By: Märit Jensen, Diana Aguiar De Sousa
ESO European Stroke Science Workshop 2023
Session 4: OMICS, OH MY!
The Friday afternoon session with the catchy title “OMICS, OH MY!” presented the first pro and con debate of this year’s ESSW and by this another new feature to the programme of the workshop.
The statement to be debated was: “Genomics will deliver specific stroke treatment in the next 5 years”.
Hugh Markus made the start taking the optimistic view voting for “yes”. He had a difficult task as the pre-debate survey already revealed that the majority of scientists in the audience appeared to be on the sceptic side with regards to the near future promises of genomics for stroke treatment. To support his case, Hugh Markus reminded everybody of the fact that genomics already has led to the identification of new treatment in cardiovascular disease providing the example of PCSK9 inhibitors for treatment of hypercholesterolaemia. In the second part of his talk, he described the prospects of mendelian randomization for the identification of potential therapeutic approaches. Finally, he pointed out that the era of genetic modification to treat stroke has just begun. As an example, he referred to the success in healing sickle cell disease with CRISPR-based gene editing which has been approved in the UK some weeks ago. Other approaches relying on genetic modification are currently being tested for example for cholesterol reduction using base editing of the PCSK9 gene. Against this background, Hugh Markus concluded that the advent of specific novel stroke treatment informed by genomics in the next 5 years is within reach.

§ **Exercise 1**:
Answer these questions from the session summary:
(a) What was the title of the Friday afternoon session?
(b) What statement was put up for debate?
(c) Which disease did Hugh Markus cite as having been healed with CRISPR-based gene editing approved in the UK?
§ **Exercise 2**:
Please rewrite the session summary between "By: Märit Jensen, Diana" and "of the workshop.", inclusive, substituting "Saturday" for "Friday".

§ **Entries shown**:
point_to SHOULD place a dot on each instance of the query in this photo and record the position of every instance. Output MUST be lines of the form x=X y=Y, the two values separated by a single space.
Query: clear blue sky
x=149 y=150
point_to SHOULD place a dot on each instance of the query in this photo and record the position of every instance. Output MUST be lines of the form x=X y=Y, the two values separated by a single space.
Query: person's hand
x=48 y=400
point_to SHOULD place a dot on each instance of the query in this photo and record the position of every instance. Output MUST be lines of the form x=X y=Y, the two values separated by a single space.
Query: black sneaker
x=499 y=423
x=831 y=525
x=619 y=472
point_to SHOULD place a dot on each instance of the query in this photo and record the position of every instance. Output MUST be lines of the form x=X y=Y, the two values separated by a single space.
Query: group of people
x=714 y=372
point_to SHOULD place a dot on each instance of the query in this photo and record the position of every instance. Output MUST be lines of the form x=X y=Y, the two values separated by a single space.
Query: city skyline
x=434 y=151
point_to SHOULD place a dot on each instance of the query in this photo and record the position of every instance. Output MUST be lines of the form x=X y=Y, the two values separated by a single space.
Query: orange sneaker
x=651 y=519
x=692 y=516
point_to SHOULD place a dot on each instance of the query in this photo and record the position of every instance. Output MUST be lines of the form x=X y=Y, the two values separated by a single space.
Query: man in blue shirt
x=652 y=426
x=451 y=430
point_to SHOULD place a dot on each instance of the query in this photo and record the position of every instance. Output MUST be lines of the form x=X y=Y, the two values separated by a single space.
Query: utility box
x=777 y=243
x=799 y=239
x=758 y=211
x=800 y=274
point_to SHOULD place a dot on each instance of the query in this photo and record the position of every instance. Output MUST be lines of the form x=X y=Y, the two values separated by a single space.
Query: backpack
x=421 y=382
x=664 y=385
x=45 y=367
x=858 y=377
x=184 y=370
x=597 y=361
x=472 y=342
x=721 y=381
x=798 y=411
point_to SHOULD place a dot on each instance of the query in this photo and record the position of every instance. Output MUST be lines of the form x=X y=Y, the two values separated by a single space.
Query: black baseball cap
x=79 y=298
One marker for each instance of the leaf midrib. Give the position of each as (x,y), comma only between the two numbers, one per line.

§ **Response area 1**:
(a) "OMICS, OH MY!"
(b) "Genomics will deliver specific stroke treatment in the next 5 years."
(c) Sickle cell disease.

§ **Response area 2**:
By: Märit Jensen, Diana Aguiar De Sousa
ESO European Stroke Science Workshop 2023
Session 4: OMICS, OH MY!
The Saturday afternoon session with the catchy title “OMICS, OH MY!” presented the first pro and con debate of this year’s ESSW and by this another new feature to the programme of the workshop.